** start **
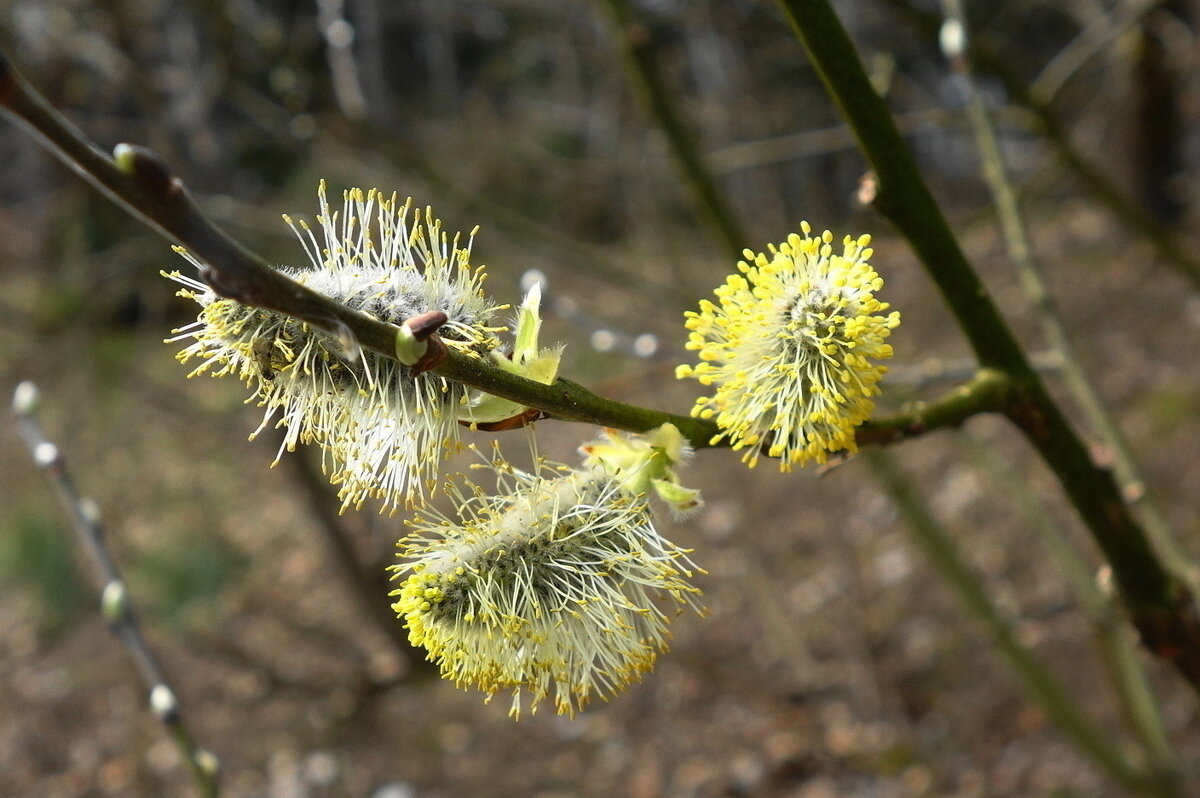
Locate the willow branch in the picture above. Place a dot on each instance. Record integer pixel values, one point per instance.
(1095, 178)
(114, 597)
(639, 46)
(1159, 605)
** end **
STATED GOAL
Copy every item above word for word, but leave the pictures out.

SOLUTION TO THE EXERCISE
Locate the willow branch in the picture above. Place a dot on each instance. Record integer pixel values, one point per instance.
(1095, 178)
(114, 597)
(639, 46)
(1159, 605)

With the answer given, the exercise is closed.